* **Your instructions**
Find out how many lines in the records have the string "post" in them, and state only that number.

* **Stored data**
* * *
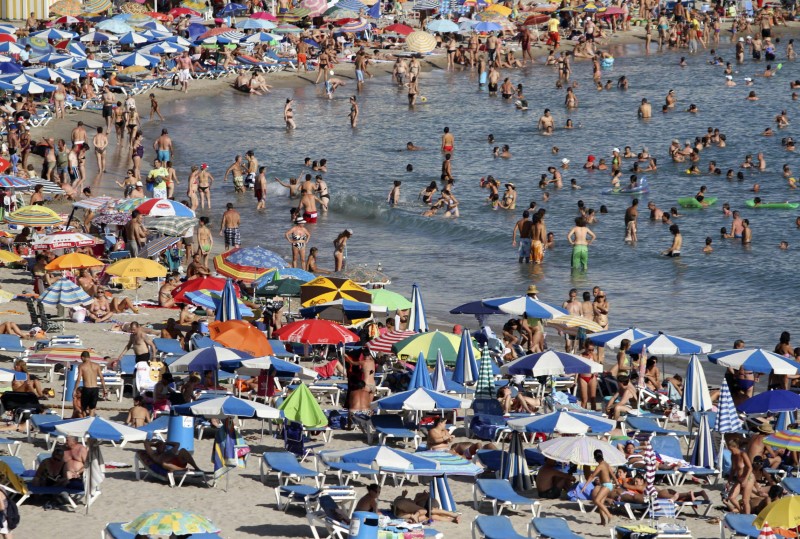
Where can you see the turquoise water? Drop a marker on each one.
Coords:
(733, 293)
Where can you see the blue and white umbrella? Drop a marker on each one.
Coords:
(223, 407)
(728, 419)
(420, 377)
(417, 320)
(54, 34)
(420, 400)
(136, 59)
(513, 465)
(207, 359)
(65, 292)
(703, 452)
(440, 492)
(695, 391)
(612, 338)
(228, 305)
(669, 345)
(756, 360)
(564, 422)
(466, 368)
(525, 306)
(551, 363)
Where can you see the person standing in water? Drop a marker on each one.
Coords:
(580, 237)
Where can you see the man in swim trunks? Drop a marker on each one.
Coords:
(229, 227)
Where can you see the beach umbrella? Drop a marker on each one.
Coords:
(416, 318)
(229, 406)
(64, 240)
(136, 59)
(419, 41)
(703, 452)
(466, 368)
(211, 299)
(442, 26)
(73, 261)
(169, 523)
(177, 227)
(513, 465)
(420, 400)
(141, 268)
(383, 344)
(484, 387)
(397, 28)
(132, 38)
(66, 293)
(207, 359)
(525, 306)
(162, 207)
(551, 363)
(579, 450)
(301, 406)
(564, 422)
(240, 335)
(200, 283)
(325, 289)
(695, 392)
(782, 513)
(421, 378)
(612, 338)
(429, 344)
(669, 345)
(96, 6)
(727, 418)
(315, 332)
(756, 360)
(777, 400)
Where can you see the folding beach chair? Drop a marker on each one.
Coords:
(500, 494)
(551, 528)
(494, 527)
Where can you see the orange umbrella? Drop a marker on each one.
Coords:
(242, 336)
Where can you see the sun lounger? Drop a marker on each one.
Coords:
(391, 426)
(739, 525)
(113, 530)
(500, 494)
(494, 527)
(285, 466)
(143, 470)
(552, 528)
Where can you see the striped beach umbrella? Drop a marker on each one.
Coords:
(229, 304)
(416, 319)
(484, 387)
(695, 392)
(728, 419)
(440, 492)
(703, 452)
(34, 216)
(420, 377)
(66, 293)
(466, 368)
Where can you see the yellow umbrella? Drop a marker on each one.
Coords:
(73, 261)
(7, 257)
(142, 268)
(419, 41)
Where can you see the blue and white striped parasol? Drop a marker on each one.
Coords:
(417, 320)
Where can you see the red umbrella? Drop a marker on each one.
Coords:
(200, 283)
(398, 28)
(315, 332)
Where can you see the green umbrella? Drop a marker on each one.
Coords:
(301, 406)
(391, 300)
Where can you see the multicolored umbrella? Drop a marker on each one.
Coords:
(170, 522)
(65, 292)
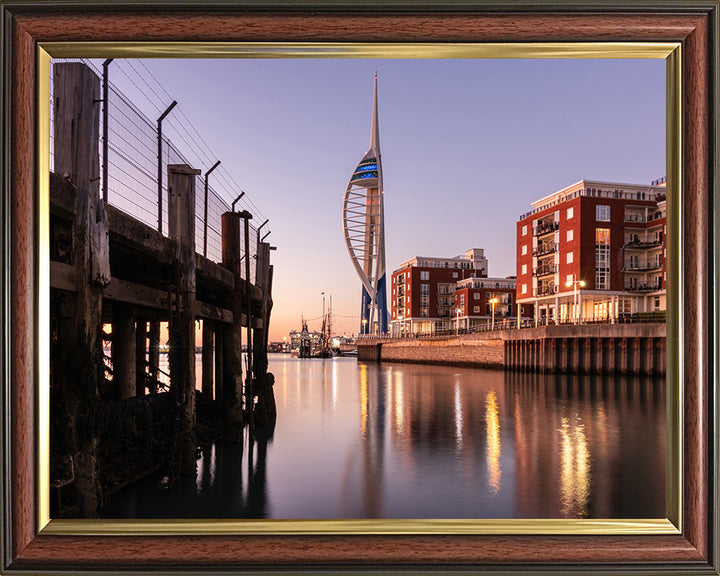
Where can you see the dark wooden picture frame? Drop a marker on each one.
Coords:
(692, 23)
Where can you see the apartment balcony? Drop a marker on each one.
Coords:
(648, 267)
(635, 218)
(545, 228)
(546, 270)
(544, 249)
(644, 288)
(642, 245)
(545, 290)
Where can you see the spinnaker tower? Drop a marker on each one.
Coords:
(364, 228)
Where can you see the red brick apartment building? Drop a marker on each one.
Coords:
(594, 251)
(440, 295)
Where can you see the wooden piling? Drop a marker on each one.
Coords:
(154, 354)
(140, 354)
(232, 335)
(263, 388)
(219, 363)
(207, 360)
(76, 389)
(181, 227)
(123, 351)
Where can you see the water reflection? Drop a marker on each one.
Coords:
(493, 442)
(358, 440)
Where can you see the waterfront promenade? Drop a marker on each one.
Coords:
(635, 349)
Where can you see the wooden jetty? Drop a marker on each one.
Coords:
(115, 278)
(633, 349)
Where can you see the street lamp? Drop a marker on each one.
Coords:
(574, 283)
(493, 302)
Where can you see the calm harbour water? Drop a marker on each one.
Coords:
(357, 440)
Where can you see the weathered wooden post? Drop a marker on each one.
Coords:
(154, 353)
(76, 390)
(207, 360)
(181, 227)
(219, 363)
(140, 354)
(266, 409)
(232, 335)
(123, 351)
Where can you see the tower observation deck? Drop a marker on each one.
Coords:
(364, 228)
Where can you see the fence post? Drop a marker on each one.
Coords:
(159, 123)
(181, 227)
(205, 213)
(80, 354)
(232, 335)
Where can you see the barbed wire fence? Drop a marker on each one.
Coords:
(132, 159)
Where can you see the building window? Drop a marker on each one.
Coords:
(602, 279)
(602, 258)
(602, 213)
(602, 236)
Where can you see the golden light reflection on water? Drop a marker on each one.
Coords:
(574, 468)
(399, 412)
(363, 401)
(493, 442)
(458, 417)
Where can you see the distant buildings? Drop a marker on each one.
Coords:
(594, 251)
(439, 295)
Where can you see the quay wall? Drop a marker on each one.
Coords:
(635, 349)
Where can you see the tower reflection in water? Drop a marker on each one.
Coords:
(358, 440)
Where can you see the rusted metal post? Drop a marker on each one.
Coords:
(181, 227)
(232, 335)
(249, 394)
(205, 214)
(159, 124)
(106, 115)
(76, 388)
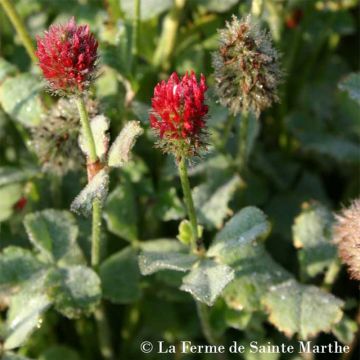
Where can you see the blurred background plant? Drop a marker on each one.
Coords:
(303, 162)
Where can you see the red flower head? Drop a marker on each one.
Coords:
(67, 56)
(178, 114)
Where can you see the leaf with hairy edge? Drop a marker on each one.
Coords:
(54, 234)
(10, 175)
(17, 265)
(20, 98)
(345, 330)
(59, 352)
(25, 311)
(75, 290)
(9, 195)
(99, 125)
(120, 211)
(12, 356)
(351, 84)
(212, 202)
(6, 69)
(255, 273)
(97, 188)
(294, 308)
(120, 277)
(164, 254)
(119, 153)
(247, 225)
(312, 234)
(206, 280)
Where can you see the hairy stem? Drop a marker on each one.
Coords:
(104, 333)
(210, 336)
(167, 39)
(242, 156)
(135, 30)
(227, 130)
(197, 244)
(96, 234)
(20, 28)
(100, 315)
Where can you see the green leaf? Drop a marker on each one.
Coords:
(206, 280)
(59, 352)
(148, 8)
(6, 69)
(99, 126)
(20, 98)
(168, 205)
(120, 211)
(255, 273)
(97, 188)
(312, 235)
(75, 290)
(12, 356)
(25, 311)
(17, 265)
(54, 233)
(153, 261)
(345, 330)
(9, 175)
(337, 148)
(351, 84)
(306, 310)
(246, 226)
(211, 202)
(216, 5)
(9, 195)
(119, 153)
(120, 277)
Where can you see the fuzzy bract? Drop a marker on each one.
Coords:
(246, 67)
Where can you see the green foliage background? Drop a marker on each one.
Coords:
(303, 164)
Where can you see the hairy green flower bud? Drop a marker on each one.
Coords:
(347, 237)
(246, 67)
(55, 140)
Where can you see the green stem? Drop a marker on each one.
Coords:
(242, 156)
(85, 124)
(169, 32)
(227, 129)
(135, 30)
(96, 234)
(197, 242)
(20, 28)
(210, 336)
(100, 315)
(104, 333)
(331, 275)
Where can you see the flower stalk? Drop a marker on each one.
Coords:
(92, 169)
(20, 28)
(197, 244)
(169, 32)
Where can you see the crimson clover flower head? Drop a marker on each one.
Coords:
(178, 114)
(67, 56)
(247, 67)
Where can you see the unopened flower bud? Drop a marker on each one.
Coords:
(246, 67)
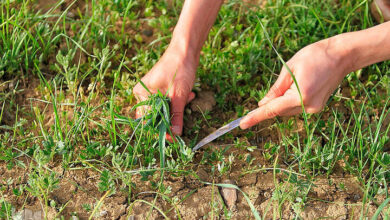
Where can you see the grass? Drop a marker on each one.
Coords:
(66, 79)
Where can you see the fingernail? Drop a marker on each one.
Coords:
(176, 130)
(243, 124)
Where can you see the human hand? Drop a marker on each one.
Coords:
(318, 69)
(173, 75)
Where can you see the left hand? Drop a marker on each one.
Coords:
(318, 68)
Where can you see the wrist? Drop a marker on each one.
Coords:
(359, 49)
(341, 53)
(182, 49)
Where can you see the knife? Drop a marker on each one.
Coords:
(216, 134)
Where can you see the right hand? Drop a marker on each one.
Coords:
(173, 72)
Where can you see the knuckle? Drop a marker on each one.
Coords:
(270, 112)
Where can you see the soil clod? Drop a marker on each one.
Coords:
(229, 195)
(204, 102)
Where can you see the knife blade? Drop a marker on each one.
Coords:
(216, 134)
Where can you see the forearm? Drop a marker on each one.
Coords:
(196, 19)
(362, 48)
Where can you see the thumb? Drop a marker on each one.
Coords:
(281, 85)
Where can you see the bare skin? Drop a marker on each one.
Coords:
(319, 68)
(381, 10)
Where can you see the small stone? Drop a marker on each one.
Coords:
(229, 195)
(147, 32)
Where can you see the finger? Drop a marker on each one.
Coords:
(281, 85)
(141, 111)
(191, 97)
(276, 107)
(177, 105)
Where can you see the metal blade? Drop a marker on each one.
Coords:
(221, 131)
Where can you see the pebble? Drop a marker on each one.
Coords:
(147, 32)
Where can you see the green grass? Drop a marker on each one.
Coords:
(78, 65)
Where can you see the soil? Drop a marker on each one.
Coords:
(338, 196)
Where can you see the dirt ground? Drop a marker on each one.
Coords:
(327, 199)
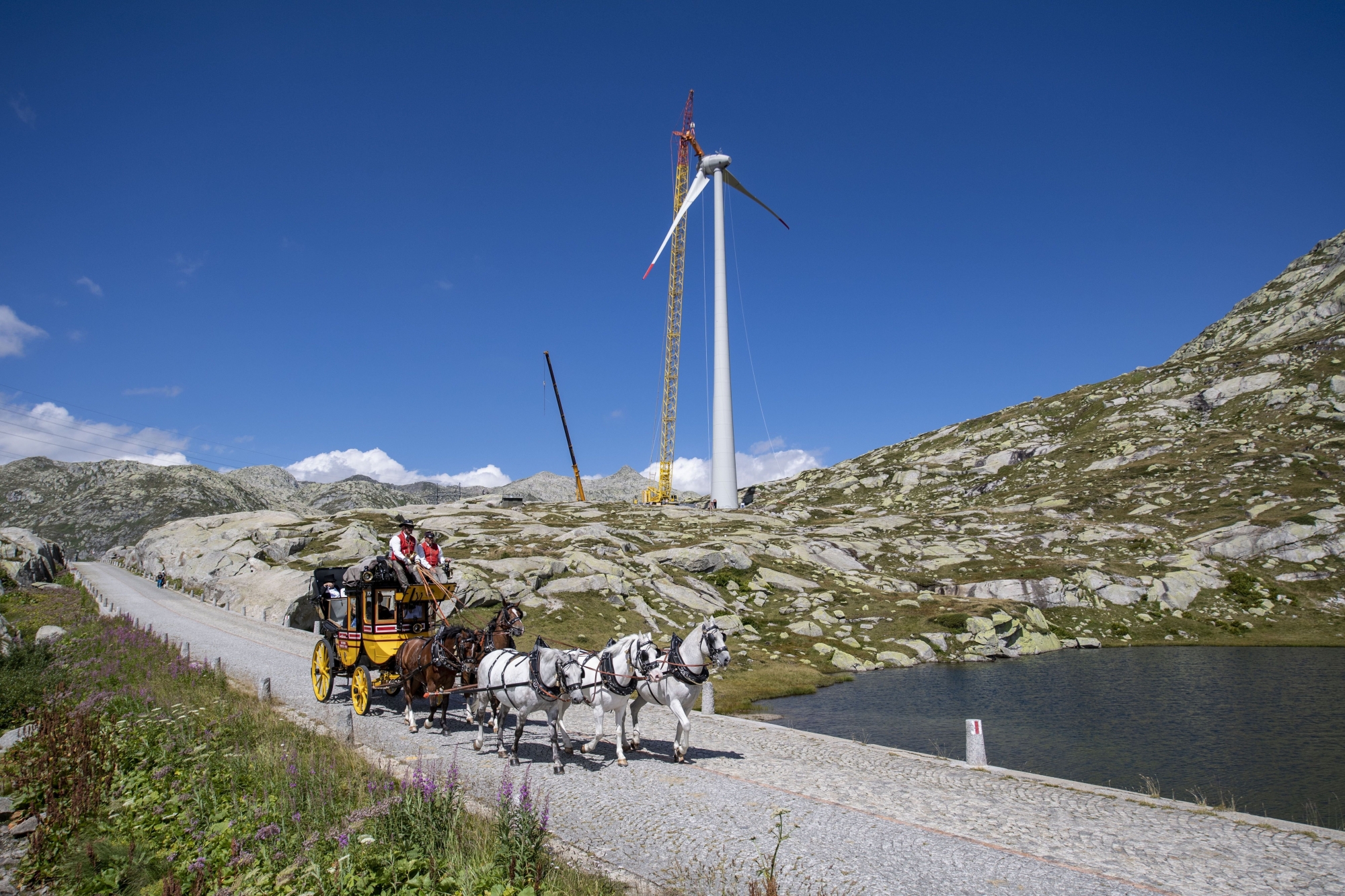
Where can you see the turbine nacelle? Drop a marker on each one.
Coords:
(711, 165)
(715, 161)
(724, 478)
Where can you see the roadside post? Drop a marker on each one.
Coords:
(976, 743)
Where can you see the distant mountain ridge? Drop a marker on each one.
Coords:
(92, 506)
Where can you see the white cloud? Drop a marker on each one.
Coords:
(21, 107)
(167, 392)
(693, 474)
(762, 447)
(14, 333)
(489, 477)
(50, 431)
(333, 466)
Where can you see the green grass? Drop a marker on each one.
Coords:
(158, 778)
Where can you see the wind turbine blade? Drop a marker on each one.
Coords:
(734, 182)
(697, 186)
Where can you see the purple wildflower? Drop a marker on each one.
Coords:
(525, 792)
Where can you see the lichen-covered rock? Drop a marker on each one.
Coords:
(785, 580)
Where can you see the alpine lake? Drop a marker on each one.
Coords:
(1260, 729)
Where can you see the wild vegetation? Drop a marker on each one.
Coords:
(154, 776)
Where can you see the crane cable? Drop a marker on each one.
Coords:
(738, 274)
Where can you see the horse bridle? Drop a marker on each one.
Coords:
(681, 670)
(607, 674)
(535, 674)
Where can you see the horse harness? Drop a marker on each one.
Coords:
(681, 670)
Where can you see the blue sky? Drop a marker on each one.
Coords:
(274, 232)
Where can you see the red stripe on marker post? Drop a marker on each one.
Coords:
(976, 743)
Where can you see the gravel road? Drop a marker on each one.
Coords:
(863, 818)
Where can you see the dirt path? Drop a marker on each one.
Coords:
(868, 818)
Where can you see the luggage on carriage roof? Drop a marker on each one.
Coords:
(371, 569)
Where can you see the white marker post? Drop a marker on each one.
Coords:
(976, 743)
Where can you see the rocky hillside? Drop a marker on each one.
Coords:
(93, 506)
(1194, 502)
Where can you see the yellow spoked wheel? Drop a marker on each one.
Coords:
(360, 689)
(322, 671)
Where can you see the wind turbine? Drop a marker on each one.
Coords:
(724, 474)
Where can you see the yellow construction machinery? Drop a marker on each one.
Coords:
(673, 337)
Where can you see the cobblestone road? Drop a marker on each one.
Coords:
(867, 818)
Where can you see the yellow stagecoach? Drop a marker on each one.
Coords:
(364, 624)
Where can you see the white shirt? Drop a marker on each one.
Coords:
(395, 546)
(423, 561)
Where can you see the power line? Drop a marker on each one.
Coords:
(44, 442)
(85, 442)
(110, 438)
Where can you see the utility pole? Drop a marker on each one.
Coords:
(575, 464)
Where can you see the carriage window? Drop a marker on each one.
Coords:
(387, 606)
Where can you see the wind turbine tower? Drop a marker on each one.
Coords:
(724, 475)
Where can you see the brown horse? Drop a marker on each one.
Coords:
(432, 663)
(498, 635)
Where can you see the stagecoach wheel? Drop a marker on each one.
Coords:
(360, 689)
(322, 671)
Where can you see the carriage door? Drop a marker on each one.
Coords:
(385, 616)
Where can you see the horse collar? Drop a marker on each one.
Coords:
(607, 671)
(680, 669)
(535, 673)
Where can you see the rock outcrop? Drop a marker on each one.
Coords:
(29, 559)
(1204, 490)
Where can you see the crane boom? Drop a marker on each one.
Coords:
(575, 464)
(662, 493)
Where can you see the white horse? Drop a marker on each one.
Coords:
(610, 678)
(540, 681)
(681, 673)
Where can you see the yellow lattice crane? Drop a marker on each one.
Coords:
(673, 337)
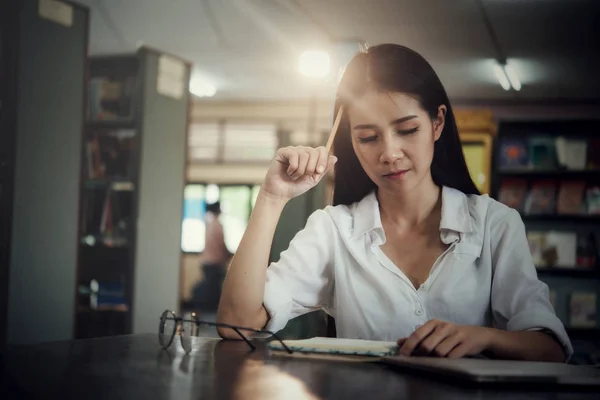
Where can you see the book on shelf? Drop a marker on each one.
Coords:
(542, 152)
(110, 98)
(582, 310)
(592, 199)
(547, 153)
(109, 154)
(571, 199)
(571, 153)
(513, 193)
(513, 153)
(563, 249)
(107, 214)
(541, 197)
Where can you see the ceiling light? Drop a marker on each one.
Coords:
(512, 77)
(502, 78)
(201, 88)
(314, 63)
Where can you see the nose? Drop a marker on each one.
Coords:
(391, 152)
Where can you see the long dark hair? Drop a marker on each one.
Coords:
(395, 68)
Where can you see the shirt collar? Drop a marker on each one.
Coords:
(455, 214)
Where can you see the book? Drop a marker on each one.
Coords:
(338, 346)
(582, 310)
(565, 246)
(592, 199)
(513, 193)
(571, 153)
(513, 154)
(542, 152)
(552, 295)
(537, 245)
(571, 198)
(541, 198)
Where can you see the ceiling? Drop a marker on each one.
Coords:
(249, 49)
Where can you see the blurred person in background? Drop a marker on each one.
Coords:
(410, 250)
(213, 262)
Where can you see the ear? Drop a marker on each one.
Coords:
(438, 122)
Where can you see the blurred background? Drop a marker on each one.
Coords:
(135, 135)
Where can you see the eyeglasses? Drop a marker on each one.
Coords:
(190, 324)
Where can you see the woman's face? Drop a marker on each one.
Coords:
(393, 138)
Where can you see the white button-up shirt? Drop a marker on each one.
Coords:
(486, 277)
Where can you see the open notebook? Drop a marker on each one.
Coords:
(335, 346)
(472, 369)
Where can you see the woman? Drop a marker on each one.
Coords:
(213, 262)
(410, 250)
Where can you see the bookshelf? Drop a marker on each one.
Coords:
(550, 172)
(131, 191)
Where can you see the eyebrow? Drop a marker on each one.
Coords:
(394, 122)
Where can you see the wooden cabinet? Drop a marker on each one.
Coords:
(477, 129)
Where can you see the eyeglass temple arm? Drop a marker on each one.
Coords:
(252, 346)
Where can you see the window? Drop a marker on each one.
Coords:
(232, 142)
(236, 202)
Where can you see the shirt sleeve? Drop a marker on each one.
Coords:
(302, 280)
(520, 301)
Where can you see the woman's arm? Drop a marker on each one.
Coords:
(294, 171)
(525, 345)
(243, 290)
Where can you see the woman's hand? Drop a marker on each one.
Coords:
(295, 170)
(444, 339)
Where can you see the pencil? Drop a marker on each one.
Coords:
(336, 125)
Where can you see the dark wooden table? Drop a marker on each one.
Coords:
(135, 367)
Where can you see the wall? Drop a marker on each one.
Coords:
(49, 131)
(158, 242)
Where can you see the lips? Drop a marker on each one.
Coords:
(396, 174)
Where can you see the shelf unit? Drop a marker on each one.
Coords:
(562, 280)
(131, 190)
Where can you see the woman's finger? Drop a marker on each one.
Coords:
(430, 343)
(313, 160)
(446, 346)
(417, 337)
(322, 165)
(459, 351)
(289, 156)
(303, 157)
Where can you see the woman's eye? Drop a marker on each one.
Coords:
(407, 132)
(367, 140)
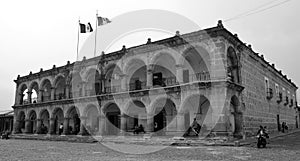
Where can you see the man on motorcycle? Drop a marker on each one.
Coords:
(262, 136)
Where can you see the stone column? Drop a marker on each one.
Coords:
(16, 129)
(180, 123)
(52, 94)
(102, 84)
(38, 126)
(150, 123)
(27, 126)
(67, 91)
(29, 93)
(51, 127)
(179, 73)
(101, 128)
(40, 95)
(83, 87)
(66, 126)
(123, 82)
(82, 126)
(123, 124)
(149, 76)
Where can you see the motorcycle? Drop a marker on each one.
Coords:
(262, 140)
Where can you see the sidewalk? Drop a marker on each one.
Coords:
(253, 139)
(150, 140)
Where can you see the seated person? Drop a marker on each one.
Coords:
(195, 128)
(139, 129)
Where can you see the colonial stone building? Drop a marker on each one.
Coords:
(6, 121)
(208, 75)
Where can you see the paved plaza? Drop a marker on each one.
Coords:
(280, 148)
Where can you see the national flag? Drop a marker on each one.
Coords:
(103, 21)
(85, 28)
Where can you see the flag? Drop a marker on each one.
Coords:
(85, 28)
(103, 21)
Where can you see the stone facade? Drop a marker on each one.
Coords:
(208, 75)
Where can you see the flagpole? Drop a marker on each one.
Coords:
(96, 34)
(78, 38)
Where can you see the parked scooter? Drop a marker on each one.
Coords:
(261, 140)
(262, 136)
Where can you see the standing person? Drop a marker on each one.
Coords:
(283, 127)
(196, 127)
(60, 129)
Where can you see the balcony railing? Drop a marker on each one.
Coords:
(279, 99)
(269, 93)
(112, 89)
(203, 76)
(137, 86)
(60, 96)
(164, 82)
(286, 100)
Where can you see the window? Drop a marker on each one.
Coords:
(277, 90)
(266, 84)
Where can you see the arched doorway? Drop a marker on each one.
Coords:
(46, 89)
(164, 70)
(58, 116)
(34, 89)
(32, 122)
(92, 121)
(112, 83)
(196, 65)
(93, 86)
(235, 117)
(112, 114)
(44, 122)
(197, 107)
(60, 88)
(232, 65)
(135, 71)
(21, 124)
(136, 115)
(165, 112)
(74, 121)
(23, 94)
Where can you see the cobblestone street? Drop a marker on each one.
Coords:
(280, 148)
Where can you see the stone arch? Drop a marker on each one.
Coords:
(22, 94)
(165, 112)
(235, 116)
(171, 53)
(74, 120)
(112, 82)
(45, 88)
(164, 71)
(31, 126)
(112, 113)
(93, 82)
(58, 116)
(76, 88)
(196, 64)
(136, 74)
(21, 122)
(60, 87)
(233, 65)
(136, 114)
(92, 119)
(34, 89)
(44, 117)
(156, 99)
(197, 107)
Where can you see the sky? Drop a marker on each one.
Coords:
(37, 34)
* * *
* **Answer to this problem**
6